** Start STORED DATA **

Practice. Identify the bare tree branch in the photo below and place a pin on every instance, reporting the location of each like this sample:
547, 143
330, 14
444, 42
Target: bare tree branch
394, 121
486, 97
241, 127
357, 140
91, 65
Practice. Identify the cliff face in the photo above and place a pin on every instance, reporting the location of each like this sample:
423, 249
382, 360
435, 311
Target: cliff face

** End STORED DATA **
** Start STORED DATA **

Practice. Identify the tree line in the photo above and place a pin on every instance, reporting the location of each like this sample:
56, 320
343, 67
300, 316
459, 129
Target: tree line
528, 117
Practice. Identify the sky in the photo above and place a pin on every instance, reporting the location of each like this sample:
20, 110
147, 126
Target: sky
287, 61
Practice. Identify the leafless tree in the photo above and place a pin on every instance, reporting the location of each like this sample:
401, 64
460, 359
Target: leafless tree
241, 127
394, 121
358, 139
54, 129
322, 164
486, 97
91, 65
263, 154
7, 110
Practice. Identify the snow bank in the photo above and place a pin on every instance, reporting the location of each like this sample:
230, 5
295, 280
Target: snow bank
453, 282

** End STORED DATA **

_INSTRUCTIONS FOR THE TASK_.
From the records above, please return every line that contains the word "snow".

_ANSWER TO THIS EXERCISE_.
Practice. Identify the snow bank in the photo above and place a pin on every instance, reporting the location of each like this sample:
Target: snow bank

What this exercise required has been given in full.